== Task details ==
Rewrite all of the records below, switching every "Target" to "Label" and leaving everything else the same.

== Pointing records ==
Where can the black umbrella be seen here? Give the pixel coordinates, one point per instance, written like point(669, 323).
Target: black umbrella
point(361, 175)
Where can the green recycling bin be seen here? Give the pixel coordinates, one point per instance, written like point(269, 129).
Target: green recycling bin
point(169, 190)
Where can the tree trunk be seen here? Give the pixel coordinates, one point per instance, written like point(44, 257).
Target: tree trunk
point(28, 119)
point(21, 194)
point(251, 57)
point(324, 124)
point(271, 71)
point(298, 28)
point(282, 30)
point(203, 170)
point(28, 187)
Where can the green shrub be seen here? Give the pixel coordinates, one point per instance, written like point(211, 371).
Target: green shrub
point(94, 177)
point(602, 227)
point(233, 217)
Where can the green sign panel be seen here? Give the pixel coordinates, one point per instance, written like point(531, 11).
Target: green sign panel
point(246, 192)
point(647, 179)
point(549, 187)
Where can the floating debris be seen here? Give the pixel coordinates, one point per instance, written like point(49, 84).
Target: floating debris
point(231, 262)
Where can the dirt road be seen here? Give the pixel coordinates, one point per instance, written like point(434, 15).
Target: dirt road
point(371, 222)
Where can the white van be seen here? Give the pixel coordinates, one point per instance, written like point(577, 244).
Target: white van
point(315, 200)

== The output ==
Where can the black umbrella be seen here? Give the pixel coordinates, one point per instance, written like point(669, 323).
Label: black umbrella
point(361, 175)
Where can the green recycling bin be seen here? Give the pixel coordinates, one point per instance, written like point(269, 129).
Label: green recycling bin
point(169, 190)
Where can the tree trunk be seen here? Give the pixel coordinates, one point per instance, written like point(44, 257).
Label: tree trunk
point(28, 119)
point(21, 194)
point(251, 57)
point(324, 124)
point(271, 71)
point(298, 28)
point(282, 30)
point(203, 170)
point(28, 187)
Where can the green shrub be seen here? Give the pixel coordinates, one point per instance, written like point(211, 371).
Label: green shrub
point(94, 177)
point(602, 227)
point(233, 217)
Where can the green sign panel be seen here? Give the pixel coordinates, one point per instance, written like point(531, 11).
Label: green sign panel
point(246, 192)
point(647, 179)
point(549, 187)
Where can the floating debris be seen here? Give the pixel coordinates, one point per instance, written like point(49, 84).
Label: floating debris
point(231, 262)
Where can the dirt road be seen here? Give the pixel coordinates, one point per instance, written like point(434, 15).
Label: dirt road
point(371, 222)
Where can the white van be seen here? Give the pixel coordinates, one point per instance, written like point(577, 244).
Label: white van
point(315, 200)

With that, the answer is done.